- _What is required_: All of the lines below are to be transcribed faithfully, with pictures excluded from the copy.

- _Record excerpts_:
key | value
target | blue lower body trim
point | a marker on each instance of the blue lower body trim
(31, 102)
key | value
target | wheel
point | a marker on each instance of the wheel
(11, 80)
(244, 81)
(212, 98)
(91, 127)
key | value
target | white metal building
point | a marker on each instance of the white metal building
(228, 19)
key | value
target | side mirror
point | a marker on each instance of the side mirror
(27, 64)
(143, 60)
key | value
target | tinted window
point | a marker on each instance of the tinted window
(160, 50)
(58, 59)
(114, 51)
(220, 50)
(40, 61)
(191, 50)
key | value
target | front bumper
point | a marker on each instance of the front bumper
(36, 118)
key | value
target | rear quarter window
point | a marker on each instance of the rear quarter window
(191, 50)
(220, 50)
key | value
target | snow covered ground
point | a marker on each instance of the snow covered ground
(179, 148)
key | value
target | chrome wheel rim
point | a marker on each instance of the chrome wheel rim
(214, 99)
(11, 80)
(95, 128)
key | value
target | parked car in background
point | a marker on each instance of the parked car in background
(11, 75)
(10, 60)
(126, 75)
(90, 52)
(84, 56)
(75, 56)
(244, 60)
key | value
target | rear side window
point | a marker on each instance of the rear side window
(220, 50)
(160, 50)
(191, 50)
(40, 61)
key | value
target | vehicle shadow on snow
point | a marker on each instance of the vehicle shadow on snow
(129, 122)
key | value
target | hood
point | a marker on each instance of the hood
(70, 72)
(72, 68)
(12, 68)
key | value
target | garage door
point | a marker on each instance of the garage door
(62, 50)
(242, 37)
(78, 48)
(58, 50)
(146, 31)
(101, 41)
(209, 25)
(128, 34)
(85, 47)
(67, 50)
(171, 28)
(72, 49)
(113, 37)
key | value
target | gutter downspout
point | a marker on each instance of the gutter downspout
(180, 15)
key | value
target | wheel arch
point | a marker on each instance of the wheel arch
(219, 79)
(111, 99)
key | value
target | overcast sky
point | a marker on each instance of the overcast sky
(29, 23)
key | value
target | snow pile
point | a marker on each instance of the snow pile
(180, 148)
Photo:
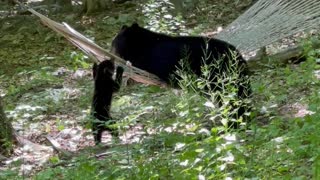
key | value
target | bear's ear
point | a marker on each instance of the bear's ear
(135, 25)
(124, 27)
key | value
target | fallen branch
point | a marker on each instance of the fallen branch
(36, 147)
(56, 146)
(282, 57)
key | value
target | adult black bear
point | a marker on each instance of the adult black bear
(160, 54)
(104, 87)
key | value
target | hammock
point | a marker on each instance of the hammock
(265, 22)
(268, 21)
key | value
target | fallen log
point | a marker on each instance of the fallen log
(286, 56)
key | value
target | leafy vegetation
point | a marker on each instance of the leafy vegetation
(167, 133)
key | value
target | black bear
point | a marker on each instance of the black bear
(104, 87)
(160, 54)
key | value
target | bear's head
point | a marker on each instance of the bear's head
(128, 38)
(104, 69)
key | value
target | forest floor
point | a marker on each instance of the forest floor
(47, 86)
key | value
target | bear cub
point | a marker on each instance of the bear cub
(104, 87)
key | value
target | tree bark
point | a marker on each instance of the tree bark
(6, 133)
(291, 55)
(92, 6)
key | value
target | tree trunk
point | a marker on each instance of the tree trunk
(6, 133)
(92, 6)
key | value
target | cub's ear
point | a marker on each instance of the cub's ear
(94, 69)
(124, 27)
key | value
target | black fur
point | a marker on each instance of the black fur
(104, 87)
(160, 54)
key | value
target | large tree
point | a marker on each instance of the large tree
(6, 133)
(91, 6)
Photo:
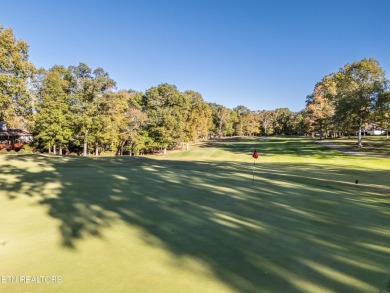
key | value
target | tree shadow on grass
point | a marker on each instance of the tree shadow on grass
(290, 231)
(279, 146)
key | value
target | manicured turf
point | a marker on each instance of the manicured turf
(193, 221)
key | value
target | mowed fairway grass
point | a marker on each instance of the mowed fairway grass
(194, 221)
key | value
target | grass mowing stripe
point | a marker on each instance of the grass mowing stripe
(192, 220)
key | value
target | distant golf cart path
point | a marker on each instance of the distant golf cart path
(349, 152)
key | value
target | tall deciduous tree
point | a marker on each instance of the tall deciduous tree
(359, 85)
(15, 74)
(53, 120)
(89, 95)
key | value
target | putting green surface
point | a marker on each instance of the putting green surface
(196, 221)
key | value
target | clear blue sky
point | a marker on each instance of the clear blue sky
(260, 54)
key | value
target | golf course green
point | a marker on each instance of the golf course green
(304, 218)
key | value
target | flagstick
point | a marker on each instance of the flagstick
(254, 164)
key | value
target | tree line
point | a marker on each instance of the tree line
(78, 108)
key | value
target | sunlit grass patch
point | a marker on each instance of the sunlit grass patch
(196, 221)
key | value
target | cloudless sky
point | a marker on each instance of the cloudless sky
(257, 53)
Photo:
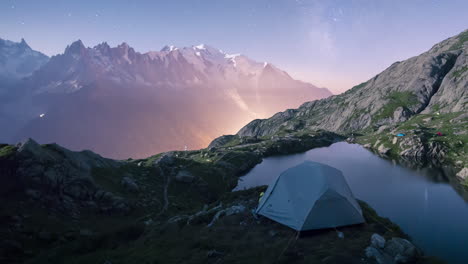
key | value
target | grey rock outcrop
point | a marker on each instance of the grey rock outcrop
(463, 174)
(184, 176)
(433, 81)
(61, 180)
(395, 250)
(129, 184)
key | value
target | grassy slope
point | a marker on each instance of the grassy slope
(146, 236)
(426, 126)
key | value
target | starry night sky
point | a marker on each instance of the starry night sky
(334, 44)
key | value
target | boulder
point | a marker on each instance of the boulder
(382, 128)
(379, 256)
(185, 176)
(167, 159)
(401, 250)
(377, 241)
(129, 184)
(401, 114)
(383, 150)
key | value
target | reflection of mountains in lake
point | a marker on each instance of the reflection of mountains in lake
(435, 171)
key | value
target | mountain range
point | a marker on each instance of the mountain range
(122, 103)
(66, 206)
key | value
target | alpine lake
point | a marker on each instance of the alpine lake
(424, 199)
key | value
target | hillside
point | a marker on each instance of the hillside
(418, 97)
(78, 207)
(122, 103)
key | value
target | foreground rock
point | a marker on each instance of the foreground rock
(396, 250)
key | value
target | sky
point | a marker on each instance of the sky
(335, 44)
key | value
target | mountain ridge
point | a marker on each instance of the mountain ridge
(171, 98)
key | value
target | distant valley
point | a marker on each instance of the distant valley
(122, 103)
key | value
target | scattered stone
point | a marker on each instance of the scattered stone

- _Answer in full_:
key | value
target | blue lower body trim
point | a marker on each instance of the blue lower body trim
(31, 102)
key | value
target | wheel
point | a marker on each instance of the wheel
(11, 80)
(244, 81)
(212, 98)
(91, 127)
key | value
target | white metal building
point | a marker on each instance of the white metal building
(228, 19)
key | value
target | side mirror
point | a marker on each instance of the side mirror
(27, 64)
(143, 60)
key | value
target | tinted window
point | a marker on each instance of the tinted window
(160, 50)
(58, 59)
(114, 51)
(220, 50)
(40, 61)
(191, 50)
key | value
target | front bumper
point | a marker on each instance of the front bumper
(36, 118)
key | value
target | rear quarter window
point | a marker on each instance of the rear quarter window
(191, 50)
(220, 50)
key | value
target | snow covered ground
point | a marker on each instance of the snow covered ground
(179, 148)
key | value
target | chrome wheel rim
point | a marker on each instance of the chrome wheel rim
(214, 99)
(11, 80)
(95, 128)
key | value
target | parked car in background
point | a marker on each instance of the parked car in background
(11, 75)
(10, 60)
(126, 75)
(90, 52)
(84, 56)
(75, 56)
(244, 60)
key | value
target | rear side window
point | a marker on each instance of the rear side window
(220, 50)
(160, 50)
(191, 50)
(40, 61)
key | value
target | vehicle shadow on snow
point | a marker on each instance of the vehicle shadow on snow
(129, 122)
key | value
target | hood
point | a marker on each instance of the hood
(70, 72)
(72, 68)
(12, 68)
key | value
target | garage door
point | a marker on each instance of the garage door
(62, 50)
(242, 37)
(78, 48)
(58, 50)
(146, 31)
(101, 41)
(209, 25)
(128, 34)
(85, 47)
(67, 50)
(171, 28)
(72, 49)
(113, 37)
key | value
target | gutter downspout
point | a marker on each instance of the gutter downspout
(180, 15)
key | value
target | wheel arch
point | a marker on each instance of the wheel arch
(219, 79)
(111, 99)
key | value
target | overcast sky
point | a marker on each instance of the overcast sky
(29, 23)
key | value
target | snow pile
point | a marker on each instance of the snow pile
(180, 148)
Photo:
key | value
target | bear's ear
point | a marker on each instance of the bear's ear
(135, 25)
(124, 27)
key | value
target | fallen branch
point | a marker on each instance of the fallen branch
(36, 147)
(56, 146)
(282, 57)
key | value
target | adult black bear
point | a marker on each instance of the adult black bear
(160, 54)
(104, 87)
key | value
target | hammock
point | a marker on each instance of the hammock
(265, 22)
(268, 21)
key | value
target | fallen log
point | a marker on each instance of the fallen log
(286, 56)
key | value
target | leafy vegetation
point | a marker on each instance of the leafy vegetation
(167, 133)
key | value
target | black bear
point | a marker on each instance of the black bear
(104, 87)
(160, 54)
key | value
target | bear's head
point | a marker on each instance of the bear's head
(128, 38)
(104, 69)
key | value
target | forest floor
point | a marker on each instance of the forest floor
(47, 86)
key | value
target | bear cub
point | a marker on each instance of the bear cub
(104, 87)
key | value
target | tree bark
point | a marker on each instance of the tree bark
(6, 133)
(291, 55)
(92, 6)
key | value
target | tree trunk
point | a marker on each instance of the tree trunk
(6, 133)
(92, 6)
key | value
target | cub's ear
point | a marker on each instance of the cub's ear
(94, 69)
(124, 27)
key | value
target | black fur
point | a marker on each instance of the black fur
(104, 87)
(160, 54)
key | value
target | large tree
point | a marker on each instance of the large tree
(6, 133)
(91, 6)
Photo:
key | value
target | tree shadow on grass
point | a marker on each instance of the tree shadow on grass
(290, 231)
(279, 146)
key | value
target | manicured turf
point | a marker on each instance of the manicured turf
(193, 221)
key | value
target | mowed fairway grass
point | a marker on each instance of the mowed fairway grass
(194, 221)
key | value
target | grass mowing stripe
point | a marker on each instance of the grass mowing stripe
(192, 220)
key | value
target | distant golf cart path
point | a marker on each instance of the distant golf cart path
(349, 152)
key | value
target | tall deciduous tree
point | a marker on each instance of the tall deciduous tree
(359, 85)
(15, 74)
(53, 120)
(89, 95)
key | value
target | putting green surface
point | a marker on each instance of the putting green surface
(196, 221)
key | value
target | clear blue sky
point | a marker on each instance of the clear blue sky
(260, 54)
key | value
target | golf course green
point | a marker on each instance of the golf course green
(304, 218)
key | value
target | flagstick
point | a marker on each instance of the flagstick
(254, 164)
key | value
target | tree line
point | a marker on each instance of the tree line
(78, 108)
key | value
target | sunlit grass patch
point | a marker on each instance of the sunlit grass patch
(196, 221)
key | value
target | cloudless sky
point | a marker on each instance of the cloudless sky
(257, 53)
Photo:
key | value
target | grey rock outcrop
point | a marker on each instance of the grey rock outcrop
(463, 174)
(184, 176)
(433, 81)
(61, 180)
(395, 250)
(129, 184)
key | value
target | grassy slope
point | a marker on each instance of the grassy slope
(146, 236)
(426, 126)
key | value
target | starry night sky
point | a marker on each instance of the starry night sky
(334, 44)
key | value
target | boulder
point | a marker on each instance of the boulder
(382, 128)
(379, 256)
(185, 176)
(167, 159)
(401, 250)
(377, 241)
(129, 184)
(401, 114)
(383, 150)
key | value
target | reflection of mountains in lake
point | a marker on each instance of the reflection of mountains in lake
(435, 171)
key | value
target | mountain range
point | a marker on each instance of the mountain range
(122, 103)
(66, 206)
key | value
target | alpine lake
point | a marker on each instance of the alpine lake
(424, 199)
key | value
target | hillside
point | a marker on each instance of the hillside
(418, 97)
(78, 207)
(122, 103)
key | value
target | foreground rock
point | a marker on each instance of the foreground rock
(396, 250)
key | value
target | sky
point | a marker on each instance of the sky
(335, 44)
key | value
target | mountain ridge
point | a marker on each instance of the mountain ridge
(171, 98)
key | value
target | distant valley
point | a marker on each instance of the distant valley
(122, 103)
key | value
target | scattered stone
point | a marker on each instance of the scattered stone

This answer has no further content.